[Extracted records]
━━━━━━━━

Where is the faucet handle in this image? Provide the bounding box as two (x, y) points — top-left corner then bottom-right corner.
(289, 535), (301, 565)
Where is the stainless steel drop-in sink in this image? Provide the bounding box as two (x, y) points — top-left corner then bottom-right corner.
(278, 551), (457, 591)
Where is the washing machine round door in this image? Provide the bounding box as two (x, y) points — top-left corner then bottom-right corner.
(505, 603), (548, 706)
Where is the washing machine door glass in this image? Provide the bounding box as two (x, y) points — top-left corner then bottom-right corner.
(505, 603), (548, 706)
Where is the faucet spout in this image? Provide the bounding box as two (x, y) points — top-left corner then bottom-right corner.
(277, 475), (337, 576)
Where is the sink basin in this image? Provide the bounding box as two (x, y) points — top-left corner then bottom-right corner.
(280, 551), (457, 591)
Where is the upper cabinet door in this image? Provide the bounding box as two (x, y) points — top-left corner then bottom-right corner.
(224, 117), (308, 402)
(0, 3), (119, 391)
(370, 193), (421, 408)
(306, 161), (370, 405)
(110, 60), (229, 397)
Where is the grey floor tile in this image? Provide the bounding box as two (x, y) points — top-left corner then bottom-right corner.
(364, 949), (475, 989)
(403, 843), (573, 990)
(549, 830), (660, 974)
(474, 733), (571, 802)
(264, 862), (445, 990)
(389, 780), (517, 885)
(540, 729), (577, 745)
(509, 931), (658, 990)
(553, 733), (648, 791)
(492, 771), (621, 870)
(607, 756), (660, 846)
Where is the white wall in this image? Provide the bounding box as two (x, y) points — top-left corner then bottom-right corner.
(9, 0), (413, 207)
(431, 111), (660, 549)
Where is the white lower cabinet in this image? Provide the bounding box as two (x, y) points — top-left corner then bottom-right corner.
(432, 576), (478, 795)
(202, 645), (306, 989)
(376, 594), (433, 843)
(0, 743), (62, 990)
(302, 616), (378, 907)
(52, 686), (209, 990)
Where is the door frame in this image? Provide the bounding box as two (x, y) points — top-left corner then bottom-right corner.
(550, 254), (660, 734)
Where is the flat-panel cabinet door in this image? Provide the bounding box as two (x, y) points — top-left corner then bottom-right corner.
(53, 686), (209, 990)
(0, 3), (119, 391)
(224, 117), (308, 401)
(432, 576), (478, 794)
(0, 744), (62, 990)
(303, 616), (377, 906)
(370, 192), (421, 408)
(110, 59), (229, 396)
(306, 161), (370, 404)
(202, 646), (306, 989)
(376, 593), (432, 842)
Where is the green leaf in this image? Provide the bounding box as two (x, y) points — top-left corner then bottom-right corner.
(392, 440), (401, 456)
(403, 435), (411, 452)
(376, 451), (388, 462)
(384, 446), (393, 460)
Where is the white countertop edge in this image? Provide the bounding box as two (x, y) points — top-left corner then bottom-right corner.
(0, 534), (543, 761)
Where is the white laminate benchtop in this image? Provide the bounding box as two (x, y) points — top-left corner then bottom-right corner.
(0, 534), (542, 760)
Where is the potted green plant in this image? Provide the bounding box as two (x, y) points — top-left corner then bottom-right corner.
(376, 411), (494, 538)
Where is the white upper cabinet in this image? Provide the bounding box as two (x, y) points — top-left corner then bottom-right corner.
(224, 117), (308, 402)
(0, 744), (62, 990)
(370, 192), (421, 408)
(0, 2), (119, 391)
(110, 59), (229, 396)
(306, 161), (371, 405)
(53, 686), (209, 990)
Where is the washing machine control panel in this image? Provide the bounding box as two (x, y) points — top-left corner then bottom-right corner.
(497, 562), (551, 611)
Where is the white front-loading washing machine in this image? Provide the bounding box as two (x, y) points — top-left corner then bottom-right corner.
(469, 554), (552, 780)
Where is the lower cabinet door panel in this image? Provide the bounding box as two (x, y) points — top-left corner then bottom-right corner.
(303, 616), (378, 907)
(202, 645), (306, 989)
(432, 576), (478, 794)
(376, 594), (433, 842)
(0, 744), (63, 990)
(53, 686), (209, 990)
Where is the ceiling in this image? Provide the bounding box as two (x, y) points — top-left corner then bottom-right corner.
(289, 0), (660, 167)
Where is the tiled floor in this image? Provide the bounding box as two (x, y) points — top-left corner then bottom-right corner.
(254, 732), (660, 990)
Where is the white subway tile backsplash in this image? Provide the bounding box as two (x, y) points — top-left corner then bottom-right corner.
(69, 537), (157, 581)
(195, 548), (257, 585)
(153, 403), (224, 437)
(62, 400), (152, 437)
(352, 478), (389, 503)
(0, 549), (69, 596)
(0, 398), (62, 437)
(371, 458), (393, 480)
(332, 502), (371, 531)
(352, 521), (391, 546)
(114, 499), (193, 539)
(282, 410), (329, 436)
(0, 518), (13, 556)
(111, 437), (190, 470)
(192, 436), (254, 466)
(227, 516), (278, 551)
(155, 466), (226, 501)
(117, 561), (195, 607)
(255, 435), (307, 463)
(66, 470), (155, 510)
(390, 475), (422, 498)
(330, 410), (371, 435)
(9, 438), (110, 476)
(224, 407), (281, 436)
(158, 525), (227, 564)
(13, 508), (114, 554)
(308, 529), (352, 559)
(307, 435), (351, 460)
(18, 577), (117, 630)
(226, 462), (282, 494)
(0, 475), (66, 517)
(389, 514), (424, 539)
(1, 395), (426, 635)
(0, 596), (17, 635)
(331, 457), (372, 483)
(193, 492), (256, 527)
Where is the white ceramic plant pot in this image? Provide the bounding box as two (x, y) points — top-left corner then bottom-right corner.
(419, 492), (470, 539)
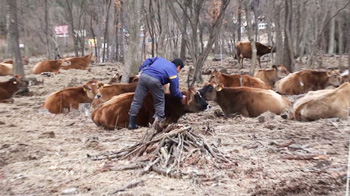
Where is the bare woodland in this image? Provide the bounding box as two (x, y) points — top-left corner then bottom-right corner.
(1, 0), (350, 195)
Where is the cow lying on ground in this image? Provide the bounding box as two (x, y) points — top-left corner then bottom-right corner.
(0, 75), (28, 103)
(235, 41), (276, 68)
(2, 57), (29, 65)
(91, 88), (209, 129)
(32, 59), (71, 74)
(0, 63), (13, 76)
(291, 82), (350, 121)
(198, 82), (290, 117)
(209, 70), (271, 89)
(254, 64), (290, 87)
(91, 82), (138, 109)
(61, 53), (96, 70)
(275, 69), (341, 95)
(43, 80), (102, 114)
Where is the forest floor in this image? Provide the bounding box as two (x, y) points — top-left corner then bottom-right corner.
(0, 55), (349, 196)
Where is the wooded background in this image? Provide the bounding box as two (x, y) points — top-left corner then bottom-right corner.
(2, 0), (350, 84)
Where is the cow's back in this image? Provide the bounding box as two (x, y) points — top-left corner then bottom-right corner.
(43, 87), (90, 114)
(218, 73), (271, 89)
(215, 87), (290, 117)
(0, 63), (13, 76)
(61, 54), (93, 70)
(292, 82), (350, 121)
(91, 93), (153, 129)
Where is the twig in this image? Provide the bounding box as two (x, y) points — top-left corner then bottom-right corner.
(111, 179), (144, 194)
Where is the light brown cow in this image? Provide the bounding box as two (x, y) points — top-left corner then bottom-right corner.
(198, 82), (291, 117)
(61, 53), (96, 70)
(91, 82), (138, 109)
(32, 59), (71, 74)
(2, 57), (29, 65)
(0, 75), (28, 103)
(235, 41), (276, 68)
(91, 88), (209, 129)
(0, 63), (13, 76)
(209, 70), (272, 89)
(275, 69), (342, 95)
(291, 82), (350, 121)
(42, 80), (102, 114)
(254, 64), (290, 87)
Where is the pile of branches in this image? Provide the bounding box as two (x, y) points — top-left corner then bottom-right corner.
(88, 124), (235, 178)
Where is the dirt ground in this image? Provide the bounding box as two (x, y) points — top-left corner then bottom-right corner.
(0, 56), (349, 196)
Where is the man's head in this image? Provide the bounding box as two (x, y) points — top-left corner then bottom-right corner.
(172, 58), (184, 71)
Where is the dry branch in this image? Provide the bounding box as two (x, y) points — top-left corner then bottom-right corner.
(88, 124), (235, 180)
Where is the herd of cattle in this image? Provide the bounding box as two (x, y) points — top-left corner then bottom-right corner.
(1, 43), (350, 130)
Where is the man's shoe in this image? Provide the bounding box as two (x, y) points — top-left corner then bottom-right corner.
(128, 115), (139, 130)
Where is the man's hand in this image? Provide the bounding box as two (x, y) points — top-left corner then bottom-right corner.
(181, 95), (187, 105)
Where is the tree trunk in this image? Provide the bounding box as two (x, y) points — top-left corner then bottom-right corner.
(327, 7), (335, 54)
(180, 0), (188, 61)
(7, 0), (24, 77)
(244, 0), (257, 76)
(283, 0), (294, 72)
(237, 0), (241, 42)
(65, 0), (79, 57)
(44, 0), (52, 59)
(122, 0), (141, 83)
(5, 11), (11, 58)
(102, 0), (112, 62)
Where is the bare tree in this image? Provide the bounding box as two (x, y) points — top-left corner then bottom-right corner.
(167, 0), (230, 85)
(243, 0), (257, 76)
(122, 0), (141, 83)
(6, 0), (24, 77)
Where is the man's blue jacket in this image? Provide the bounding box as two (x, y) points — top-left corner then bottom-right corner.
(140, 57), (183, 99)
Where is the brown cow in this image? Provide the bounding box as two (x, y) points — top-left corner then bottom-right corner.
(0, 63), (13, 76)
(61, 53), (96, 70)
(254, 64), (290, 87)
(198, 82), (291, 117)
(209, 70), (272, 89)
(42, 80), (102, 114)
(291, 82), (350, 121)
(274, 69), (342, 95)
(32, 59), (71, 74)
(108, 73), (138, 84)
(91, 88), (209, 129)
(0, 75), (28, 103)
(91, 82), (138, 109)
(235, 41), (276, 68)
(2, 57), (29, 65)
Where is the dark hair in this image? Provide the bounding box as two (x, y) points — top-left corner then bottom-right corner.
(172, 58), (184, 69)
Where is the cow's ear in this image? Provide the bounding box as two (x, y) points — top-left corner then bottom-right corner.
(272, 65), (277, 70)
(83, 85), (88, 91)
(98, 83), (104, 89)
(215, 84), (223, 91)
(326, 70), (332, 77)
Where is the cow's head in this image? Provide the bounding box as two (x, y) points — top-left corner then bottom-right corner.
(11, 75), (28, 89)
(90, 53), (97, 64)
(327, 70), (342, 87)
(183, 87), (210, 112)
(83, 80), (103, 99)
(272, 64), (290, 79)
(108, 73), (121, 84)
(208, 70), (221, 83)
(58, 59), (71, 66)
(198, 82), (223, 101)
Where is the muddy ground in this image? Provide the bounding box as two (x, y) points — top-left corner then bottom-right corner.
(0, 56), (349, 196)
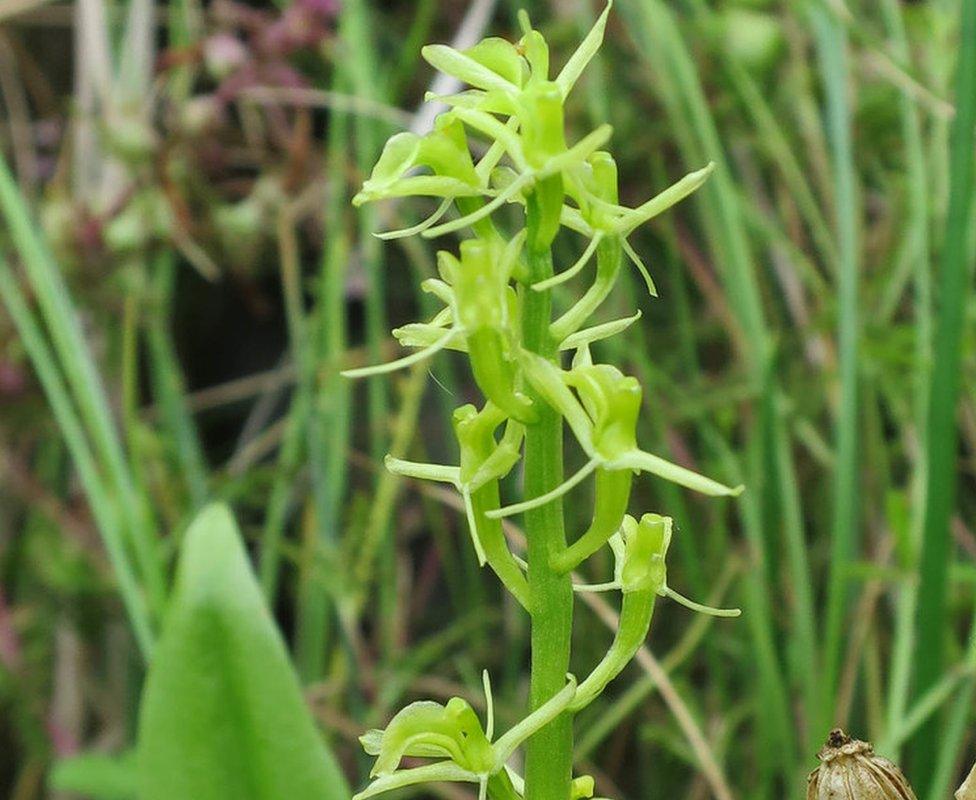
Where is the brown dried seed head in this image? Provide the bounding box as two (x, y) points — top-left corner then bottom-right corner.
(807, 730), (917, 800)
(957, 759), (976, 800)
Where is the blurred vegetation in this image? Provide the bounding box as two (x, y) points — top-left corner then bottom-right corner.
(0, 0), (974, 799)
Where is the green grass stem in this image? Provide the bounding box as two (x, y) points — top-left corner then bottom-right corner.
(810, 6), (860, 725)
(0, 153), (166, 618)
(911, 0), (976, 787)
(0, 257), (154, 658)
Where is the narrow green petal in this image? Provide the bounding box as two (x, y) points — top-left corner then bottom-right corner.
(572, 581), (620, 593)
(342, 330), (458, 378)
(376, 199), (453, 240)
(423, 175), (531, 238)
(520, 353), (595, 451)
(538, 125), (613, 179)
(462, 490), (489, 566)
(532, 233), (603, 291)
(476, 119), (521, 184)
(620, 238), (658, 297)
(559, 311), (642, 351)
(452, 108), (527, 170)
(661, 585), (741, 618)
(613, 162), (715, 234)
(486, 458), (598, 519)
(610, 450), (744, 497)
(555, 1), (613, 98)
(482, 670), (495, 741)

━━━━━━━━

■ Directions for this task: Repeat only the lines running from the line that contains "Where is the narrow" through the last line above, inclusive.

■ Answer for the task:
Where is the narrow green petal in this image? Provide the bounding box as two (x, y) points — top-left corner then bottom-right corner.
(572, 581), (620, 593)
(342, 330), (458, 378)
(376, 199), (453, 240)
(423, 175), (531, 238)
(520, 353), (595, 451)
(538, 125), (613, 179)
(462, 490), (489, 566)
(532, 233), (603, 291)
(476, 119), (521, 184)
(620, 238), (658, 297)
(559, 311), (642, 351)
(452, 108), (527, 170)
(661, 585), (741, 618)
(613, 162), (715, 234)
(486, 458), (598, 519)
(610, 450), (744, 497)
(555, 1), (613, 98)
(482, 670), (495, 741)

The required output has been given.